===== Given records

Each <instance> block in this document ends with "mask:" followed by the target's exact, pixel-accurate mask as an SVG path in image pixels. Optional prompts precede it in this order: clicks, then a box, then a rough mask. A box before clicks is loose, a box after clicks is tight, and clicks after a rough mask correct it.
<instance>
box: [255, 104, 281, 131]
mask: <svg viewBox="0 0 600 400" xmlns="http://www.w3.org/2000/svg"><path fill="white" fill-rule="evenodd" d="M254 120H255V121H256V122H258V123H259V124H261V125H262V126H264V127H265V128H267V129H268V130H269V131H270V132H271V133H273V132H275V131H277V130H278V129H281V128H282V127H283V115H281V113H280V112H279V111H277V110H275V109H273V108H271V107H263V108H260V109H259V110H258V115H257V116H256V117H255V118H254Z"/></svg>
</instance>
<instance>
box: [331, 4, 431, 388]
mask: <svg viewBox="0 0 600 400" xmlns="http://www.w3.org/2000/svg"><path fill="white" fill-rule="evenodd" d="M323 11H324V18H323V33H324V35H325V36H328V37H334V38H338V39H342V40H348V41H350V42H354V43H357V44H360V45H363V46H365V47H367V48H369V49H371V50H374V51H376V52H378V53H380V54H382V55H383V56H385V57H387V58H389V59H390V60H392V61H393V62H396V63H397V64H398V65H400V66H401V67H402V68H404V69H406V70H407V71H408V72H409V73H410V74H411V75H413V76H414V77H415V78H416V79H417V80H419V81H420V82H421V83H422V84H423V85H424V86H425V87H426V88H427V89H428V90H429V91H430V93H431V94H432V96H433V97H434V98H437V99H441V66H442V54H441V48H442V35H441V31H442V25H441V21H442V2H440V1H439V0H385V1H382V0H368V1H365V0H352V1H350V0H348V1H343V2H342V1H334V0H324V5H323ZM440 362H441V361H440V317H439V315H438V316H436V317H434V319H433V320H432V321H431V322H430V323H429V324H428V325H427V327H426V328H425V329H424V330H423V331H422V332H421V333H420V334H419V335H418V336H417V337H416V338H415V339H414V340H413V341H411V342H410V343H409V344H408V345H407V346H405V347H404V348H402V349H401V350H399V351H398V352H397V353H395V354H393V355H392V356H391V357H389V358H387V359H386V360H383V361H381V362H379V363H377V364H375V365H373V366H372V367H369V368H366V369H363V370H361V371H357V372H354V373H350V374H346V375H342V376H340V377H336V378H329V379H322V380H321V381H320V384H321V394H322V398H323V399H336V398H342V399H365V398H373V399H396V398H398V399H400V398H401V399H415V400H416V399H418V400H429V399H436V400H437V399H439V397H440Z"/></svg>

==========

● **What you are asked to do**: Look over the records above, and wherever a line contains the string "instance", copy that line.

● **Answer to this exercise**:
Each <instance> block in this document ends with "mask:" followed by the target's exact, pixel-accurate mask as an SVG path in image pixels. Optional prompts precede it in this order: clicks, then a box, then a rough mask. A box before clicks is loose, a box after clicks is tight, and clicks after a rough mask correct it.
<instance>
</instance>
<instance>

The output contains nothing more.